ФРАГМЕНТ ТЕКСТА:
┄┄┄┄┄┄

Вместе с тем в ходе этапного исторического развития в структуре отраслевых министерств выделяются функциональные структуры по рассмотрению и подготовке решений нормативного характера по конкретным вопросам управления, например, в Министерстве юстиции - законодательное отделение Первого департамента, где шла детальная разработка дополнений и изменений действующих законов.

В заключение параграфа делается вывод о том, что взаимосвязанность функционального и отраслевого «наполнения» статуса исполнительных органов проявляется в ходе развития министерской системы в рамках сменяющих друг друга периодов. Отраслевая идентификация направления развития той или иной сферы изначально находила отражение в отраслевом принципе выстраивания системы и структуры центральных органов (министерств) в рамках общей системы властных субъектов. Функциональный принцип в управлении различными сферами общественной жизни позволял выделить основные направления деятельности органов (регулирование, надзор и контроль, управление государственным имуществом и др.) и провести их оптимальное организационное разделение.

┄┄┄┄┄┄

Перепишите слово в слово всё из текста о министерской системе, начиная с «Вместе с тем» и вплоть до «изменений действующих законов.».

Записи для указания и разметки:

┄┄┄┄┄┄

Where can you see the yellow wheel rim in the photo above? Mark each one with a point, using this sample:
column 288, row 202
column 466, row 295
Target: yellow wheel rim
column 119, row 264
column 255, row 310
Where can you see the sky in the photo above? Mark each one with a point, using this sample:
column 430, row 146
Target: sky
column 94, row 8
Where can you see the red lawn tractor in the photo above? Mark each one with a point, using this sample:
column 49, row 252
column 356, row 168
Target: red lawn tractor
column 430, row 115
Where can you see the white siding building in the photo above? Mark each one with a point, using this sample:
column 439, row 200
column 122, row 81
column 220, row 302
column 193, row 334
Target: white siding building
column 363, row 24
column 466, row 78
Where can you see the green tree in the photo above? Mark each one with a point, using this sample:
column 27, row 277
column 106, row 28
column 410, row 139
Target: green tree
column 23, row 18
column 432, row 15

┄┄┄┄┄┄

ОТВЕТ:
Вместе с тем в ходе этапного исторического развития в структуре отраслевых министерств выделяются функциональные структуры по рассмотрению и подготовке решений нормативного характера по конкретным вопросам управления, например, в Министерстве юстиции - законодательное отделение Первого департамента, где шла детальная разработка дополнений и изменений действующих законов.